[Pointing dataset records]
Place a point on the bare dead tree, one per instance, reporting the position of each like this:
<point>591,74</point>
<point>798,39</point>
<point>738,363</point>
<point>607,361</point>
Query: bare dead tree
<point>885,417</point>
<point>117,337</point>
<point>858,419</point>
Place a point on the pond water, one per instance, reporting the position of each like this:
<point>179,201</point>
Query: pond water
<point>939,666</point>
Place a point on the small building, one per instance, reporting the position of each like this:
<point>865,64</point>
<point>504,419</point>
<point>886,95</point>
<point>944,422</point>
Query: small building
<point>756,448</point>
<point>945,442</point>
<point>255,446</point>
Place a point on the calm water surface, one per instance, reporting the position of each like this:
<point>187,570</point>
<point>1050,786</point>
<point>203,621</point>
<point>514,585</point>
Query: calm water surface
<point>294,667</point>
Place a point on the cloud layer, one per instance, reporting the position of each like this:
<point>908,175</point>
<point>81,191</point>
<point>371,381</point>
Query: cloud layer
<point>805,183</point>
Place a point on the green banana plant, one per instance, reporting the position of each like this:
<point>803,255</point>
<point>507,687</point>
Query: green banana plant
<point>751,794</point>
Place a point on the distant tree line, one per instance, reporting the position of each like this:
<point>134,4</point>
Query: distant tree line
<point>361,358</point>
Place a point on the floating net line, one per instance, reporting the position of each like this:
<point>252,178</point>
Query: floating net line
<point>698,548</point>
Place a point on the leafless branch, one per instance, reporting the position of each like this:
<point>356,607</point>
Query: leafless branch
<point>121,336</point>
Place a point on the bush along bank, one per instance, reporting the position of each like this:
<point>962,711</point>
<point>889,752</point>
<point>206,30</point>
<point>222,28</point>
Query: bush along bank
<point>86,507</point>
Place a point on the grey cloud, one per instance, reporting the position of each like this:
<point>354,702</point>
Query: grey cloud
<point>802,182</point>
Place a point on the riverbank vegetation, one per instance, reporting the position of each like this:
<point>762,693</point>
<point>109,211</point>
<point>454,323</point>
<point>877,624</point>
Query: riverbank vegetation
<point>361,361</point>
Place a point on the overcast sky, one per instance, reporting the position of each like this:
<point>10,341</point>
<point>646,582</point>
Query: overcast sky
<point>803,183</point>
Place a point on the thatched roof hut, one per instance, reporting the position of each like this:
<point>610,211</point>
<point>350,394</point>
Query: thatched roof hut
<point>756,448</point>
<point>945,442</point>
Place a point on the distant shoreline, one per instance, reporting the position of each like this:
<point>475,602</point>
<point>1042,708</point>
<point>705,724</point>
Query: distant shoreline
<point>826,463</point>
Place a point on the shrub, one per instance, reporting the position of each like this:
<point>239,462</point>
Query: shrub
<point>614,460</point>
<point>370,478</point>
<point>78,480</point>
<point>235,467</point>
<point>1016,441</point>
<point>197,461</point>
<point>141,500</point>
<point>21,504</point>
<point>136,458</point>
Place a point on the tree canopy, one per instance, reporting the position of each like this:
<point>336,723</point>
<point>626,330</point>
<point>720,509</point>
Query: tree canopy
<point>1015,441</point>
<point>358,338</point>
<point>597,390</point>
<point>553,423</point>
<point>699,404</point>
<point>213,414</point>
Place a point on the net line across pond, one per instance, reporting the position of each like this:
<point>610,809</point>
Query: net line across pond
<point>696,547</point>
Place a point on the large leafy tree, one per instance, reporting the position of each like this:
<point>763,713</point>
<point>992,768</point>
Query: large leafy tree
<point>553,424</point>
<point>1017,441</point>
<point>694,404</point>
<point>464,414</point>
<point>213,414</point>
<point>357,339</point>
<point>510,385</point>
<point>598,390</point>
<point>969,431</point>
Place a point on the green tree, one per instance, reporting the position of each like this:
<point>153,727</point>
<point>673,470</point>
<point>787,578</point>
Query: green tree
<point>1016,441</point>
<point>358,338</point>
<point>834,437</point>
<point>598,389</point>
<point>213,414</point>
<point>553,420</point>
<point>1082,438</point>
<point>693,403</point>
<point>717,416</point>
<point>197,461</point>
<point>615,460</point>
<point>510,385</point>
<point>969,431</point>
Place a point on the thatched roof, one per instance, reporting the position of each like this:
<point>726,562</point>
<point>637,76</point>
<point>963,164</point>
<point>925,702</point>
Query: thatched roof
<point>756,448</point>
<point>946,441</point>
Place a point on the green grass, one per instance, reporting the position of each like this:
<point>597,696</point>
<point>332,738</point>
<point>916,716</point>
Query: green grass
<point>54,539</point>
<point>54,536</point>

AIM >> Could you write out the records between the lines holding "Place a point on the riverbank" and "<point>803,183</point>", inclusive, scaling every answer coordinate by 2.45 and rounding each result to a whole number with halves going up? Leave the requests and their sample coordinates unchanged, and return only these lines.

EXERCISE RESULT >>
Place a point on the riverbank vegetation, one per instance, reporting the position of each like this:
<point>762,693</point>
<point>109,211</point>
<point>454,323</point>
<point>877,624</point>
Query: riverbank vegetation
<point>884,884</point>
Place a point on the overcast sky, one per instance, reporting the position of each like this:
<point>10,341</point>
<point>646,582</point>
Query: overcast sky
<point>1967,448</point>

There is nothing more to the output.